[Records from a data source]
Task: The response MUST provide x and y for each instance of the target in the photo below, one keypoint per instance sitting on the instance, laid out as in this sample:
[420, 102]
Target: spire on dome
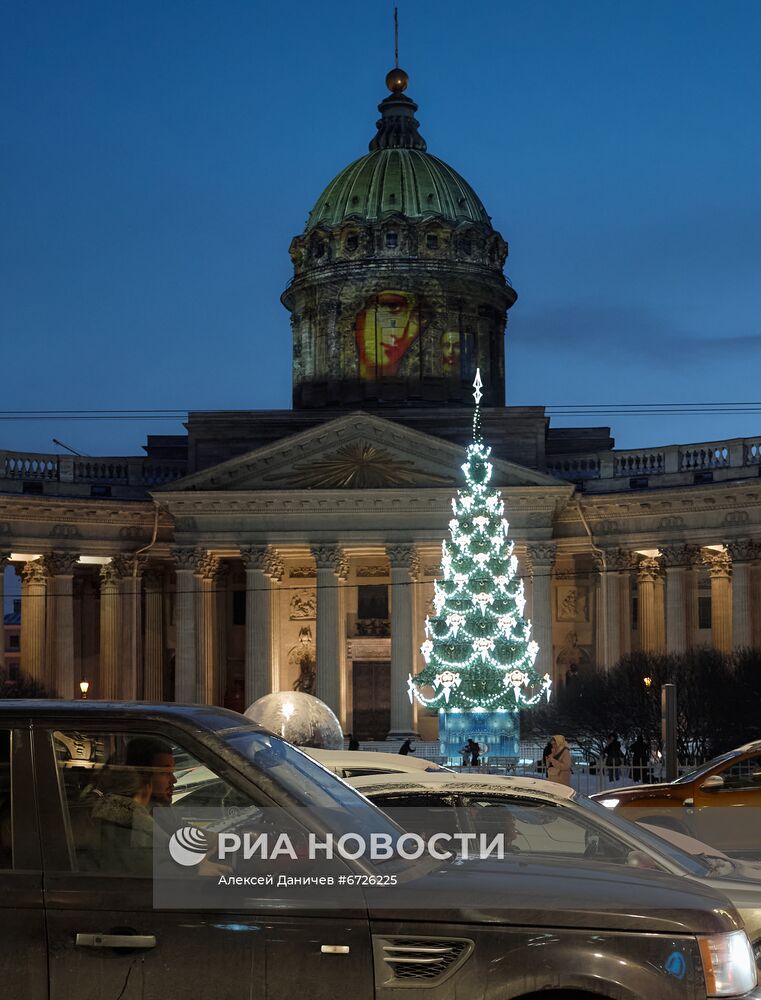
[397, 126]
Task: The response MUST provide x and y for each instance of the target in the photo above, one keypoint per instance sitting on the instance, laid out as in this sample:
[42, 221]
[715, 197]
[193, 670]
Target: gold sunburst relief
[358, 466]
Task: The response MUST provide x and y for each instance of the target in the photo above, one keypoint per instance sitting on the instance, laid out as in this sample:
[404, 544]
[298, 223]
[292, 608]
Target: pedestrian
[614, 757]
[640, 753]
[559, 761]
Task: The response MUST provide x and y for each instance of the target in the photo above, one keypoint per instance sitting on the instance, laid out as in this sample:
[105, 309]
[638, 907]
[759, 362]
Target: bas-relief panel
[572, 603]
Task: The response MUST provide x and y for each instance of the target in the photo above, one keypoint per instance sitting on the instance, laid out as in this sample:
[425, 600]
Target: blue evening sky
[157, 158]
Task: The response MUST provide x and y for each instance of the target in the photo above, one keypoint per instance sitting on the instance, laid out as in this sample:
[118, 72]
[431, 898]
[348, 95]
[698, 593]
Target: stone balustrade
[74, 473]
[678, 465]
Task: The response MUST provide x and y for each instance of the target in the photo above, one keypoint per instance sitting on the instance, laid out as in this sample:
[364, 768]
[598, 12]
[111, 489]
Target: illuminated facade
[271, 550]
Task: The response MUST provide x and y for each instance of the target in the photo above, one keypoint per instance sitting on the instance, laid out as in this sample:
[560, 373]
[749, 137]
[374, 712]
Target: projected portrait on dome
[386, 330]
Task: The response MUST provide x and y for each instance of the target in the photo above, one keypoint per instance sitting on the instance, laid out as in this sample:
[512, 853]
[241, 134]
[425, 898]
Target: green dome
[408, 181]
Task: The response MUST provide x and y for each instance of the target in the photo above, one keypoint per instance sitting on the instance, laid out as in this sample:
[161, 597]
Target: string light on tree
[478, 649]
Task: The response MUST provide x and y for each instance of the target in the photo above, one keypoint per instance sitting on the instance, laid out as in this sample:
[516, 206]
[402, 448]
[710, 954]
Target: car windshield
[689, 863]
[698, 772]
[336, 806]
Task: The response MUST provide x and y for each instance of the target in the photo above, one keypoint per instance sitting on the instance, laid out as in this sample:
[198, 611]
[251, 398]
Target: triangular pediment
[359, 451]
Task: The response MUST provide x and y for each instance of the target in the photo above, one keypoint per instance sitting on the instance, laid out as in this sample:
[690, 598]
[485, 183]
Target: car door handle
[116, 940]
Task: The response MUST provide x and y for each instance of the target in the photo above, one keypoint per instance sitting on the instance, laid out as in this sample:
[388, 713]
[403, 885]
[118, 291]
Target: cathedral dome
[406, 181]
[398, 175]
[398, 291]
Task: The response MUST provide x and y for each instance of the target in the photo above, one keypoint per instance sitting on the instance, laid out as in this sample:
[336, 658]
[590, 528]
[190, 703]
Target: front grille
[418, 961]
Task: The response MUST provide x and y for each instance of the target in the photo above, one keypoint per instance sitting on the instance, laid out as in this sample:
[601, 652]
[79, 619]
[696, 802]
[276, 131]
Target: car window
[420, 813]
[537, 826]
[6, 830]
[743, 774]
[114, 787]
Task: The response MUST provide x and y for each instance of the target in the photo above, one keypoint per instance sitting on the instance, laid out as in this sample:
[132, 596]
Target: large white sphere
[299, 718]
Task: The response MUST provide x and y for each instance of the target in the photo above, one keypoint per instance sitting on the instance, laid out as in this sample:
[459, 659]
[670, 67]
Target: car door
[107, 939]
[727, 814]
[23, 948]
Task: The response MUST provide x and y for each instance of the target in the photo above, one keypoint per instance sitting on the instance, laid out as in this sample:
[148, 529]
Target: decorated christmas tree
[478, 649]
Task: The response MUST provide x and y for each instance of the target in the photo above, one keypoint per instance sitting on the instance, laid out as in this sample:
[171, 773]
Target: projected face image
[386, 329]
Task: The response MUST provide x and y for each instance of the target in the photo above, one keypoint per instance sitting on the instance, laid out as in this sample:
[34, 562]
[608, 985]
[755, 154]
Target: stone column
[4, 560]
[541, 558]
[34, 579]
[108, 681]
[649, 570]
[209, 568]
[186, 652]
[130, 625]
[720, 570]
[610, 588]
[332, 571]
[258, 560]
[405, 568]
[677, 560]
[743, 553]
[154, 639]
[60, 567]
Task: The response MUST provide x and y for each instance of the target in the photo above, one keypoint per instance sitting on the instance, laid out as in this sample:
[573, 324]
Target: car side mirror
[712, 784]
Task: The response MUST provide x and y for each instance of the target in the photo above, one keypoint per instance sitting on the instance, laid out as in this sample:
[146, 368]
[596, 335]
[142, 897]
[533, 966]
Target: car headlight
[729, 965]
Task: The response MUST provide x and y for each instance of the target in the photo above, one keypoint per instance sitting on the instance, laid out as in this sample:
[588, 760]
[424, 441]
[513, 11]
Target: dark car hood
[559, 893]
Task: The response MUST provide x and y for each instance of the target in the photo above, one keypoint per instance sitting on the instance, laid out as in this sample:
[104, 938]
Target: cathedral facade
[271, 550]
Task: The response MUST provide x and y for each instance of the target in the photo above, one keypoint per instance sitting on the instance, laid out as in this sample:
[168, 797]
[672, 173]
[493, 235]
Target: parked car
[354, 763]
[553, 820]
[704, 802]
[78, 924]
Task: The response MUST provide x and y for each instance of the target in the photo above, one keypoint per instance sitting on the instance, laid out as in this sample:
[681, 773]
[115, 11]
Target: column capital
[719, 564]
[682, 555]
[153, 578]
[60, 563]
[264, 558]
[209, 566]
[331, 557]
[744, 550]
[34, 571]
[186, 557]
[404, 555]
[620, 560]
[541, 554]
[649, 569]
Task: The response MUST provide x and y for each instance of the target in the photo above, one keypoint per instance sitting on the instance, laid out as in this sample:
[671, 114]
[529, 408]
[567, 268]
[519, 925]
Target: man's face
[385, 330]
[163, 779]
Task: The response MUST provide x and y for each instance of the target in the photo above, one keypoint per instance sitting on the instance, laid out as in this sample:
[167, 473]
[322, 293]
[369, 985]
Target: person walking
[559, 761]
[639, 756]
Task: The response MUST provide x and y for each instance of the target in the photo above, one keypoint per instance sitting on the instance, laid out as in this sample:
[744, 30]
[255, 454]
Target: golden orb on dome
[397, 80]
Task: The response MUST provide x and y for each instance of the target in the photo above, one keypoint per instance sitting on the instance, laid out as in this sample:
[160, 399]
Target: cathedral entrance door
[371, 701]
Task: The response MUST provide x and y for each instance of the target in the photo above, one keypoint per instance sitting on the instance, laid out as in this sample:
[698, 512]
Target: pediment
[359, 451]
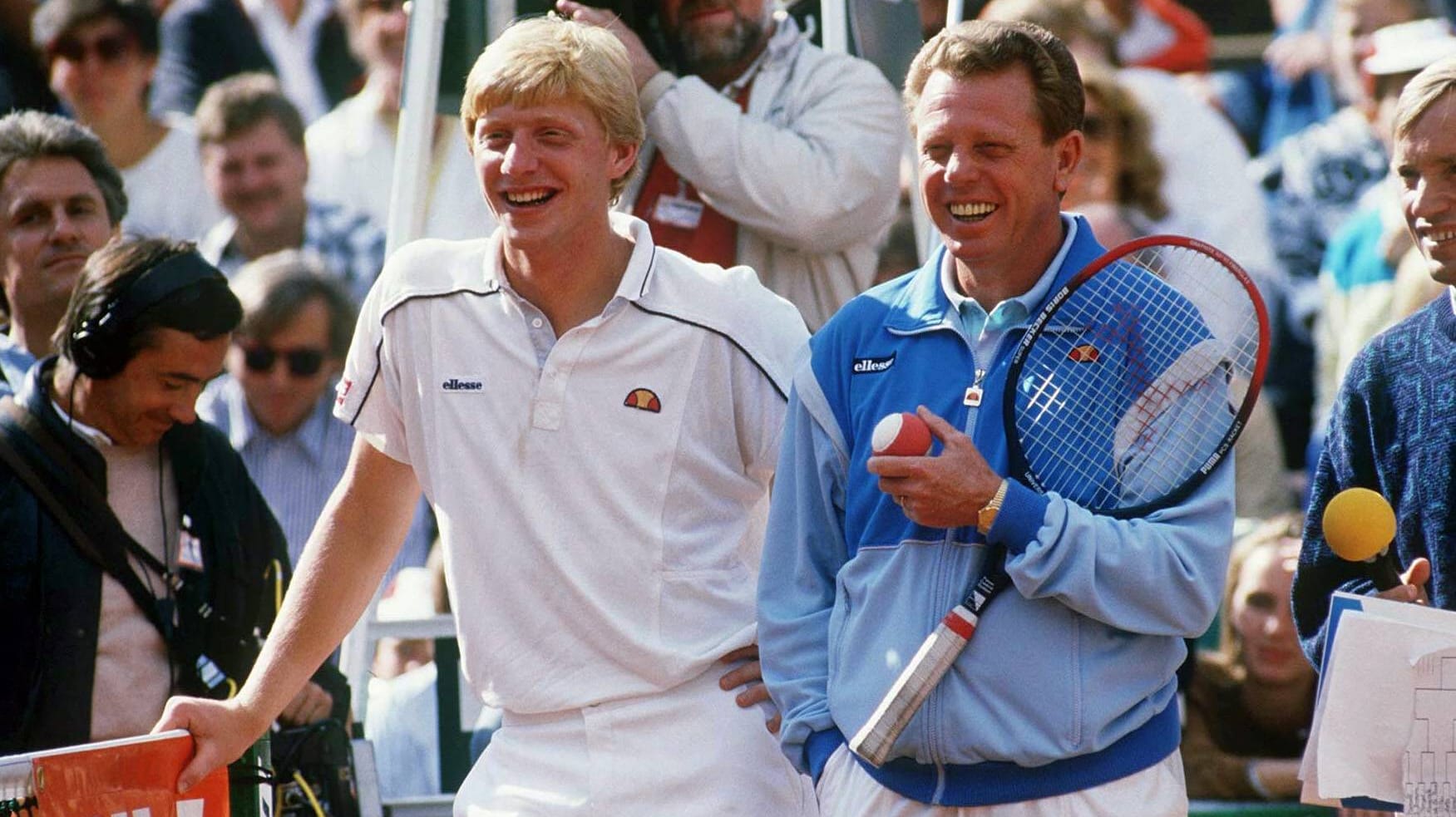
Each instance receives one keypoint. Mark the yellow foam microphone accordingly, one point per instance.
(1360, 526)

● **REQUIRED WORK**: Here the job is to print all the data exactly, skipping any image.

● **ANSWER FOR THIS EXERCISE**:
Task: The response MUST provide x and y for each instance of the target in the photo below, one keypoint per instance sitting on the instance, laid out as in this sample:
[420, 102]
Target: spire on dome
[397, 126]
Task: The response MUST provide x and y for each instance of the target in the photo above, one keypoint per instance sitting on the instance, laid out as in this sample:
[42, 221]
[715, 197]
[193, 670]
Target: gold sunburst relief
[358, 466]
Task: The response MUST provide x and y for each instance of the target in the photo above, one keypoint per instance sitting on the instance, laid out as in this sample:
[404, 544]
[298, 223]
[292, 608]
Target: pedestrian
[614, 757]
[640, 753]
[559, 761]
Task: The response MUST provide x and y for each instance of the target in the photo above, one keypoint per instance sitting on the instance, laid out as in this sample:
[105, 309]
[638, 907]
[759, 362]
Target: bas-relief panel
[572, 603]
Task: The response MUST provide x and y for each instance of the target in the photo above, one keypoint per instance sitting on the instance, laid out as in this sample:
[425, 600]
Target: blue evening sky
[157, 158]
Task: The response MUST provide x and y for each instance of the target in the photo above, one keypoint per instance sitting on the instance, laid out as in this sample:
[118, 72]
[431, 898]
[348, 95]
[698, 593]
Target: stone balustrade
[74, 473]
[678, 465]
Task: The response MUST provide x and y for each instance of the target in the photo above, one keypoint per instance sitting on the instance, laid out as in this sample:
[364, 768]
[598, 12]
[111, 489]
Target: illuminated facade
[271, 550]
Task: The response MUST provide x and y for each instance of the target in the photo above, one keypoint per instance sitting on the instance, laid out as in this sample:
[560, 373]
[749, 137]
[374, 712]
Target: projected portrait on dome
[386, 330]
Task: The response MUST provide x and y for each instance of the target in the photo above, one keypoint per instance sitting on the instance, laid out as in this sample:
[512, 853]
[241, 134]
[425, 898]
Target: green dome
[408, 181]
Task: The response MUST provide x and y for each instance of the target in the photo above, one keypoint per instance sitting on the instance, laid out as in this sample:
[161, 597]
Target: string light on tree
[478, 649]
Task: The response MUST provide x and y for each instance of the target in the photo above, one keypoint per instance sitting on the instance, laid out as in this sample:
[516, 206]
[402, 448]
[710, 954]
Target: car windshield
[689, 863]
[698, 772]
[336, 806]
Task: The response MUST provide x and y for each instance of the target in the photo above, one keypoint per instance sitting on the instance, laid out as in this sample:
[198, 611]
[251, 398]
Target: triangular pediment
[359, 451]
Task: The response MUST provide x and y for each instance of the target in the photo above, one keypoint per instance sitting on the instance, laid out as in this sample:
[690, 598]
[485, 183]
Target: car door handle
[116, 940]
Task: The response MUST provide x and y for each instance of the target in the photo above, one keypoint per instance sitting on the instance, laid out as in this sample:
[388, 713]
[403, 885]
[118, 291]
Target: cathedral dome
[406, 181]
[398, 175]
[398, 291]
Task: The response MUST provide x and y for each instance of the target in the photo above, one keypoint per instance sitting on the instance, laid out as in this sample:
[336, 658]
[590, 528]
[190, 703]
Target: front grille
[418, 961]
Task: The response MUST provide x and y for each instance of the target in the photo above, one keypoint per instance sitting on the instance, laid out as in this sample:
[601, 652]
[79, 619]
[696, 802]
[276, 131]
Target: car window
[420, 813]
[537, 826]
[6, 830]
[743, 774]
[114, 787]
Task: The response MUST provide x and y for each instance of the target in the photo above, one keypoint per instance sitting on the instance, laid out as in this sample:
[132, 596]
Target: large white sphere
[299, 718]
Task: The response MUST provide x and y for each instance of the target in the photo above, one keypoint per instance sitting on the instance, laid out as in this sample:
[459, 659]
[670, 67]
Target: car door
[107, 939]
[727, 814]
[23, 948]
Task: The response MUST provide x and y for each instance of the target in the photo above, one keypoint per instance sitting on the instance, laid out as in this sample:
[148, 529]
Target: decorated christmas tree
[478, 649]
Task: The response MUST provide x and y for each instance of the target in the photo above, one keypoint per instance sitting on the instance, laid out as in this sample:
[171, 773]
Target: projected face image
[386, 329]
Task: The response MUST provide x and y for each instance of the target in the photo above, one keypoint per instance sitting on the instance, laid out as in this sample:
[34, 562]
[608, 985]
[755, 154]
Target: stone column
[4, 560]
[541, 558]
[34, 579]
[108, 681]
[649, 570]
[209, 568]
[186, 652]
[130, 625]
[720, 570]
[610, 588]
[332, 571]
[258, 560]
[405, 568]
[677, 560]
[743, 553]
[154, 639]
[60, 567]
Task: The response MUST provide x and y for each instance of the target in the photo above, one keypoint per instance sitting on the instance, laid out as in this sample:
[573, 324]
Target: car side mirror
[712, 784]
Task: The response MUST provide x and y for each instance of the target in the photo above, one keypoint per instance sitting on the instance, laid out as in this sample:
[146, 368]
[596, 335]
[142, 897]
[533, 966]
Target: car headlight
[729, 965]
Task: The response MUST provide x and y for each instance of the target in the photo above, one keypoint per instance sitting on the instance, laid out as in this sample:
[588, 760]
[424, 441]
[513, 11]
Target: dark car hood
[559, 893]
Task: The response MUST provide x and y for each instance of the target in the photo above, one keypoint per instance sitting on the instance, laid out as in this sample:
[104, 938]
Target: cathedral facade
[271, 550]
Task: The response MUST provide x and y for each instance of the target in the photo above, one keypoint per instance sitting on the instance, laid out as in this sample:
[168, 797]
[672, 173]
[493, 235]
Target: parked car
[354, 763]
[553, 820]
[704, 802]
[78, 924]
Task: The response MUST provide x and y for each instance of the target in the photo above, one keypoint per instance sitting on the instance, laid out as in this sample:
[681, 773]
[115, 11]
Target: column capital
[719, 564]
[682, 555]
[153, 578]
[60, 563]
[264, 558]
[209, 566]
[331, 557]
[744, 550]
[34, 571]
[186, 557]
[404, 555]
[620, 560]
[541, 554]
[649, 569]
Task: The response MUST provide x and y for each instance of the target in the photo above, one keypoint per instance sitting on the instance, laid out as in this sample:
[671, 114]
[529, 408]
[567, 268]
[519, 925]
Target: man's face
[385, 330]
[163, 779]
Task: The response MUST provide x and y for each instance of the target in the photo above, one keypoint per instance sitting on the instance, laid out as in this sample:
[167, 473]
[322, 293]
[369, 985]
Target: person walking
[559, 761]
[639, 756]
Task: The response MUST provide x and y for each instance of the target in the photo above, one keypoint per instance sitting on the instance, laid out as in this sample:
[744, 30]
[255, 454]
Target: golden orb on dome
[397, 80]
Task: The response MUST provide x and y for each instance of the target in the photo above, one keypoint per instance sitting on the instance, laid out as in this sample:
[160, 399]
Target: cathedral entrance door
[371, 701]
Task: The response MUST provide x and y for each instance of the target in the photo above, one keypoint per instance sitting on the instance, laid out as in this sample:
[698, 512]
Target: pediment
[359, 451]
Each instance receives one keypoint. Mark the yellow foam microphone accordingly, one point per instance.
(1360, 526)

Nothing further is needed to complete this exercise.